(Daten zur Positionsannotation)
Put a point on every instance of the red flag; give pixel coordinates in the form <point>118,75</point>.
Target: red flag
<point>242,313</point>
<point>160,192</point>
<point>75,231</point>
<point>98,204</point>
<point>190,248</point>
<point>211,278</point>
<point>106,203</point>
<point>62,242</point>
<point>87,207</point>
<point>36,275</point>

◆ Deine Aufgabe ◆
Wandle die obigen Daten vollständig in eine nummerierte Liste um, mit je einer Zeile pro Listenpunkt. Leere Zeilen lässt du dabei weg.

◆ Ergebnis dieser Übung ◆
1. Put a point on every instance of the red flag; give pixel coordinates in the form <point>118,75</point>.
2. Target: red flag
3. <point>242,313</point>
4. <point>160,192</point>
5. <point>75,231</point>
6. <point>98,204</point>
7. <point>190,248</point>
8. <point>211,278</point>
9. <point>106,203</point>
10. <point>62,242</point>
11. <point>87,207</point>
12. <point>36,275</point>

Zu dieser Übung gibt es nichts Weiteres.